Segmentation dataset excerpts:

##############################

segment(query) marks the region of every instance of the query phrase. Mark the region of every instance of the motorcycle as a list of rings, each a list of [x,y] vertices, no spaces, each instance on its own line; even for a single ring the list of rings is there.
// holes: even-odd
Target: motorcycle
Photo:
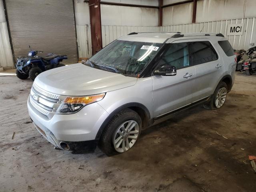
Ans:
[[[33,50],[29,46],[30,51],[28,56],[18,58],[16,63],[16,74],[20,79],[26,79],[28,77],[33,81],[42,72],[56,67],[64,66],[60,62],[67,59],[66,55],[59,55],[52,53],[48,54],[46,56],[38,56],[38,53],[42,51]]]
[[[240,50],[234,49],[234,51],[235,52],[235,54],[236,55],[236,58],[235,58],[236,61],[236,70],[240,70],[238,69],[238,63],[240,64],[240,63],[242,62],[240,61],[241,61],[241,60],[242,59],[242,58],[244,55],[244,54],[245,52],[245,51],[244,49],[242,49]]]
[[[247,75],[251,75],[256,70],[256,46],[243,52],[243,54],[242,59],[237,63],[237,69],[241,72],[245,71]]]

##############################

> What this task involves
Rewrite the entries with every "motorcycle" changed to "bicycle" and all other text left as it is. Omit the pictures from your answer.

> Output
segment(query) marks the region of every instance of the query phrase. Mark the region of every instance of the bicycle as a list of rings, each a list of [x,y] vertices, no spaces, each instance on its own line; even for a single ring the list of rings is there.
// holes: even-odd
Target: bicycle
Photo:
Ans:
[[[33,50],[29,46],[30,51],[28,56],[18,58],[16,63],[16,74],[20,79],[26,79],[28,77],[33,81],[42,72],[56,67],[64,66],[60,62],[67,59],[66,55],[59,55],[52,53],[48,54],[46,56],[38,56],[38,53],[42,51]]]
[[[240,50],[234,49],[234,51],[235,52],[235,54],[236,55],[236,58],[235,58],[236,61],[236,70],[240,70],[238,69],[238,63],[240,64],[240,63],[242,62],[240,61],[241,61],[241,60],[242,59],[242,58],[244,55],[244,54],[245,52],[245,51],[244,49],[242,49]]]
[[[247,75],[251,75],[256,70],[256,46],[243,52],[243,54],[242,59],[237,63],[237,69],[241,72],[245,71]]]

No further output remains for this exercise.